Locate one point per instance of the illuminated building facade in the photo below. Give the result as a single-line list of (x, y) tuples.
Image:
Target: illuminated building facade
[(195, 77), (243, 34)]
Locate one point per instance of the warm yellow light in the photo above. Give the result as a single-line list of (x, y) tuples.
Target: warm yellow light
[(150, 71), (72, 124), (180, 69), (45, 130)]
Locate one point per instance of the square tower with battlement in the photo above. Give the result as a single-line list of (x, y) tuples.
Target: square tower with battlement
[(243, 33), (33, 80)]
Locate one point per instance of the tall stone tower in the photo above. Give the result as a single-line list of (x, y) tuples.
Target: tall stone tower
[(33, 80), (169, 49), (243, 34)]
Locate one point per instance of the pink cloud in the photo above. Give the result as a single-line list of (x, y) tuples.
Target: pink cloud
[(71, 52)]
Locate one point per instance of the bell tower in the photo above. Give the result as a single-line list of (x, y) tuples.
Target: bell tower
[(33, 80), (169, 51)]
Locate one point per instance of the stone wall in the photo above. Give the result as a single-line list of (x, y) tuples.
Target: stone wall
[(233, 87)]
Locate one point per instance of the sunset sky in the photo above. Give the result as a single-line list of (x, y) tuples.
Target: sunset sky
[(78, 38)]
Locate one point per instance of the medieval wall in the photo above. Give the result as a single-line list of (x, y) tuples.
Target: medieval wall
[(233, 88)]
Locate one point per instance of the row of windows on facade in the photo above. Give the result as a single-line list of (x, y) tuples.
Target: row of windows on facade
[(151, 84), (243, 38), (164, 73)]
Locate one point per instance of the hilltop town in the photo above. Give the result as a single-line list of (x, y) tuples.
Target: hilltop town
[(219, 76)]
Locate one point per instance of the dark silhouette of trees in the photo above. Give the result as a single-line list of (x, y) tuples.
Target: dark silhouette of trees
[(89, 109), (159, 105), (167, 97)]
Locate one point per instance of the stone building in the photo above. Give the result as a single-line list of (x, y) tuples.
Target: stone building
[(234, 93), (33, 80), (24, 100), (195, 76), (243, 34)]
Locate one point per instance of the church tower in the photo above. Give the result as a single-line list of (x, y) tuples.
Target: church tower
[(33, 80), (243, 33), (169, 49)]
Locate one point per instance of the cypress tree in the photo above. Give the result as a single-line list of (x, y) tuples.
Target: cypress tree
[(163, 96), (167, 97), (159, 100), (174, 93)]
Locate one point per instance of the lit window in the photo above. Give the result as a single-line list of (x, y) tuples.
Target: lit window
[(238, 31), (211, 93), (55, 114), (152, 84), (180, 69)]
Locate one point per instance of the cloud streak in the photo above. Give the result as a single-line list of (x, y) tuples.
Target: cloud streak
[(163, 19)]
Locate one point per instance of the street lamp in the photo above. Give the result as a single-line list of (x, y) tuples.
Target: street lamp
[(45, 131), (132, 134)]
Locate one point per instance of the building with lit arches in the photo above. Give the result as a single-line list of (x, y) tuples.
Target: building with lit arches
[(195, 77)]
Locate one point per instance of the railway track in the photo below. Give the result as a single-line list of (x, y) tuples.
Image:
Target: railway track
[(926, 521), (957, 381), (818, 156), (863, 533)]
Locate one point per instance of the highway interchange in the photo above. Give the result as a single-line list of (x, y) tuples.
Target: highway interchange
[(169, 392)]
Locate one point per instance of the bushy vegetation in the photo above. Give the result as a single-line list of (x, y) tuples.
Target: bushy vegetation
********************
● Problem description
Each line above must be printed exactly as it appears.

● Expected output
Locate one point per instance of the illuminated building facade in the photo below. Give the result as a single-line list of (x, y) tuples.
Image:
Target: illuminated building facade
[(195, 77), (243, 34)]
Locate one point per instance of the warm yellow light in the photo above. Give the result as a single-line list of (x, y) tuples.
Target: warm yellow light
[(150, 71), (72, 124), (180, 69), (45, 130)]
Locate one point per instance of the square tower with battlement in the photo above. Give the result as a single-line list of (x, y) tuples.
Target: square tower with battlement
[(243, 33), (33, 80)]
Locate one point per instance of the tall stone tower in the photo above. Give the result as a single-line list of (x, y) tuples.
Target: tall stone tower
[(33, 80), (169, 49), (243, 34)]
Locate one point per instance of the pink cloud in the photo above. Give the result as a single-line list of (x, y) tuples.
Target: pink cloud
[(71, 52)]
Locate one point per instance of the bell tower in the photo above. Give the result as a single-line list of (x, y) tuples.
Target: bell tower
[(33, 80), (169, 51)]
Locate one point per instance of the stone wall in the photo above. Give the result as a single-line list of (x, y) tuples.
Target: stone wall
[(233, 87)]
Locate one point per instance of the sunset sky in the photo above. Give the result as a single-line list of (x, y) tuples.
Target: sunset sky
[(78, 38)]
Locate one point per instance of the medieval wall in the photo above. Give the result as a single-line list of (x, y) tuples.
Target: medieval wall
[(233, 88)]
Locate one point per instance of the row of windows on facade in the photo above. Give the result as a single-line list of (x, y) tuples.
Target: row of windows on facade
[(151, 84), (243, 38), (164, 73)]
Locate one point per instance of the hilltop town in the photo above. Give the result as a single-line list of (x, y) tuples.
Target: hilltop town
[(219, 76)]
Locate one point per instance of the dark silhouette of trees in the photo above. Give the result as a single-line list of (x, y) tuples.
Target: dark silhouette of trees
[(89, 109), (159, 105), (167, 97)]
Locate one point per instance of the stone building in the photo above. Give the result as a single-line list of (x, y) tuples.
Target: stone building
[(234, 93), (33, 80), (24, 100), (195, 76), (243, 34)]
Locate one point per instance of the church tower in the photo above. Give the result as a single-line list of (x, y) tuples.
Target: church tower
[(33, 80), (243, 33), (169, 49)]
Locate one point per instance of the cypress tree in the photo above. Give the result as a single-line list of (x, y) tuples.
Target: cypress tree
[(163, 96), (167, 97), (159, 100), (174, 93)]
Locate one point per instance of the lit window in the photo above. Give the result as a single-line list of (x, y) tuples.
Target: lit window
[(238, 31), (211, 93), (55, 114), (152, 84), (180, 69)]
Locate one point per instance of the cloud streak in the photo above. Give the result as a single-line list of (x, y) tuples.
Target: cloud streak
[(163, 19)]
Locate one point per instance of the street lamp in the photo above. Give the result as a single-line list of (x, y) tuples.
Target: street lamp
[(45, 131), (132, 134)]
Locate one point per instance of the building with lit arches in the photo above. Give the result as a single-line list of (x, y) tuples.
Target: building with lit arches
[(195, 77)]
Locate one point per instance of the railway track in the photo below. Give the result as a single-line list of (x, y) tuples.
Image:
Target: railway track
[(926, 521), (957, 381), (818, 156), (863, 533)]
Locate one point per instance of the highway interchange in the photo above. Give the result as a single-line list of (x, y) tuples.
Target: highway interchange
[(169, 392)]
Locate one point per instance of the bushy vegetation in the photo above. Give the result as a single-line list of (x, y) tuples.
Target: bushy vegetation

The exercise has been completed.